> [RECORDS FOR THIS EXERCISE]
══════════

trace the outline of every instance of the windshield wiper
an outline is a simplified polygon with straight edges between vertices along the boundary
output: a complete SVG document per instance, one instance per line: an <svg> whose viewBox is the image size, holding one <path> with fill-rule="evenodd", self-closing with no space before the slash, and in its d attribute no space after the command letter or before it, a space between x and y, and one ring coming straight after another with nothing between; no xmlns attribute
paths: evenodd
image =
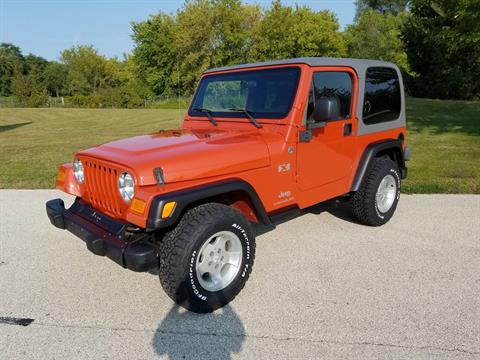
<svg viewBox="0 0 480 360"><path fill-rule="evenodd" d="M208 109L205 109L205 108L193 108L193 110L200 111L201 113L204 113L205 115L207 115L208 120L210 120L210 122L213 125L215 125L215 126L218 125L218 123L215 121L215 119L212 116L212 111L211 110L208 110Z"/></svg>
<svg viewBox="0 0 480 360"><path fill-rule="evenodd" d="M250 119L251 123L253 125L255 125L255 127L257 129L261 129L262 128L262 124L260 124L253 116L252 114L250 113L250 111L248 111L247 109L243 109L243 108L230 108L228 110L231 110L231 111L238 111L238 112L243 112L245 115L247 115L247 117Z"/></svg>

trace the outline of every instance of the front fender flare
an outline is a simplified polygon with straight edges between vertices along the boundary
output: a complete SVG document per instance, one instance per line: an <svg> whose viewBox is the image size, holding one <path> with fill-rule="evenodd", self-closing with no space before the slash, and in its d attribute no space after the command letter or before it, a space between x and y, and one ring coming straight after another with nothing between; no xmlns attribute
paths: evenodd
<svg viewBox="0 0 480 360"><path fill-rule="evenodd" d="M255 189L243 180L234 179L219 181L208 185L201 185L155 196L152 200L148 213L147 231L153 231L175 225L188 205L232 191L246 192L252 201L256 215L260 222L265 226L271 225L270 218L268 217L265 207L263 206L263 203ZM163 206L170 201L175 201L177 203L175 205L175 209L170 217L162 219Z"/></svg>

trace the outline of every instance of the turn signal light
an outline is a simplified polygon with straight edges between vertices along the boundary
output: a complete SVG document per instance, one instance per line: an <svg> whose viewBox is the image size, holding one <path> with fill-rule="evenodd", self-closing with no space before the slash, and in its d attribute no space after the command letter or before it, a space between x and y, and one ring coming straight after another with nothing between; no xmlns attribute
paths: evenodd
<svg viewBox="0 0 480 360"><path fill-rule="evenodd" d="M59 182L64 182L65 181L65 169L60 169L60 171L57 174L57 181Z"/></svg>
<svg viewBox="0 0 480 360"><path fill-rule="evenodd" d="M145 201L134 198L132 201L132 205L130 205L130 209L139 214L143 214L145 212L145 205Z"/></svg>
<svg viewBox="0 0 480 360"><path fill-rule="evenodd" d="M177 203L175 201L170 201L170 202L166 203L165 205L163 205L162 219L166 219L166 218L170 217L170 215L172 215L173 210L175 209L175 205L177 205Z"/></svg>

══════════

> [REQUIRED ACTION]
Each record above, in full: return it exactly, pictures excluded.

> [SOLUTION FOR THIS TASK]
trace the outline of every instance of the windshield wiper
an outline is a simplified polygon with straight edges between vertices along the boundary
output: a complete SVG document per instance, one instance per line: an <svg> whose viewBox is the image size, holding one <path> with fill-rule="evenodd", self-closing with no space before the slash, and in its d attribute no space after the command letter or before it, a space between x and y, and one ring coming straight after another with nothing between; no xmlns attribute
paths: evenodd
image =
<svg viewBox="0 0 480 360"><path fill-rule="evenodd" d="M208 109L205 109L205 108L193 108L193 110L200 111L201 113L204 113L205 115L207 115L208 120L210 120L210 122L213 125L215 125L215 126L218 125L218 123L215 121L215 119L212 116L212 111L211 110L208 110Z"/></svg>
<svg viewBox="0 0 480 360"><path fill-rule="evenodd" d="M250 119L251 123L253 125L255 125L255 127L257 129L261 129L262 128L262 124L260 124L253 116L252 114L250 113L250 111L248 111L247 109L243 109L243 108L230 108L228 110L231 110L231 111L238 111L238 112L243 112L245 115L247 115L247 117Z"/></svg>

trace the outline of every instance of the front fender flare
an outline is a simplified polygon with straight edges between vertices along the boundary
output: a complete SVG document per instance, one instance per line: an <svg> whose viewBox is the image size, holding one <path> with fill-rule="evenodd", self-closing with no space before the slash, and in its d attribute no space after the command letter or before it, a space between x and y, and one ring coming straight after another with nothing between; no xmlns attribute
paths: evenodd
<svg viewBox="0 0 480 360"><path fill-rule="evenodd" d="M255 189L243 180L234 179L219 181L208 185L201 185L155 196L152 200L148 213L147 231L153 231L175 225L188 205L232 191L246 192L252 201L256 215L260 222L265 226L271 225L270 218L268 217L265 207L263 206L263 203ZM163 206L170 201L175 201L177 203L175 205L175 209L170 217L162 219Z"/></svg>

trace the outline of every instance of the turn signal light
an outline is a simplified polygon with straight edges between vertices along the boundary
output: a complete SVG document per instance, one instance per line: an <svg> whose viewBox is the image size, holding one <path> with fill-rule="evenodd", self-closing with no space before the slash, and in its d attribute no space after the command letter or before it, a space between x and y, and one ring coming straight after another with nothing between; no xmlns attribute
paths: evenodd
<svg viewBox="0 0 480 360"><path fill-rule="evenodd" d="M59 182L64 182L65 181L65 169L60 169L60 171L57 174L57 181Z"/></svg>
<svg viewBox="0 0 480 360"><path fill-rule="evenodd" d="M145 201L134 198L132 201L132 205L130 205L130 209L139 214L143 214L145 212L145 205Z"/></svg>
<svg viewBox="0 0 480 360"><path fill-rule="evenodd" d="M177 203L175 201L170 201L170 202L166 203L165 205L163 205L162 219L166 219L166 218L170 217L170 215L172 215L173 210L175 209L175 205L177 205Z"/></svg>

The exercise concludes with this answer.